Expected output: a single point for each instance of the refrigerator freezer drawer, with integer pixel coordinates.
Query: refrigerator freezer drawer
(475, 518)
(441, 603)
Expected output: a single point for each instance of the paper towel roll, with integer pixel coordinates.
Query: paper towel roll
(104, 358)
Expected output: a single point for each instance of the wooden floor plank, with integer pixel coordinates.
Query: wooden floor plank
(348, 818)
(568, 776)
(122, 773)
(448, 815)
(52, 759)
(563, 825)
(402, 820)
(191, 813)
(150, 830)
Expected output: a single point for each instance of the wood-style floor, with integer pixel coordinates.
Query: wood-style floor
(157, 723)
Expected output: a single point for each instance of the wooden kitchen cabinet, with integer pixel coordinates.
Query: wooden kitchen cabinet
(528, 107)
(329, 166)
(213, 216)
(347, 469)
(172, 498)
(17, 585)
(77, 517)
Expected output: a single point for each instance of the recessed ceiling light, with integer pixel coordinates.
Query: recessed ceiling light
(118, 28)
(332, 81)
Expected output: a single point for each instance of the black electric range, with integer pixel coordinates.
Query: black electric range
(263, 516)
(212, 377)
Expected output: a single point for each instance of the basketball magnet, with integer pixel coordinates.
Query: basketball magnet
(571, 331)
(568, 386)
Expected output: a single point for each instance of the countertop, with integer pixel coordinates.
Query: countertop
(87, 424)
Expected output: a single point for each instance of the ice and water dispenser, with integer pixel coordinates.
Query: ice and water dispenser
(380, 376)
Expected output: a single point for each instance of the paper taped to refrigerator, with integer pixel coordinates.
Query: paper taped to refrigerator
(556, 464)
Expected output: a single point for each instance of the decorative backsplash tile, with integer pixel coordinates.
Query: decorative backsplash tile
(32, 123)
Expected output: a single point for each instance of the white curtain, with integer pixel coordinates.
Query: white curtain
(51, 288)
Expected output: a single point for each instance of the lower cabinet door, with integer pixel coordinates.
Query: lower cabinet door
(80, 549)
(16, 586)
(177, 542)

● Exercise details:
Put the lines into a Markdown table with the columns Number and Line, starting with the line that contains "Expected output: a single point for each instance of the white" and going on through the last line of the records, with blank lines left out.

● Written response:
| Number | Line |
|---|---|
| 1 | Expected output: a single point for each instance of the white curtain, with integer pixel coordinates. |
| 2 | Query: white curtain |
| 3 | (51, 288) |
| 4 | Expected output: a single point for each instance of the lower cabinet door, with integer pixel coordinates. |
| 5 | Query: lower cabinet door |
| 6 | (80, 549) |
| 7 | (16, 586) |
| 8 | (177, 542) |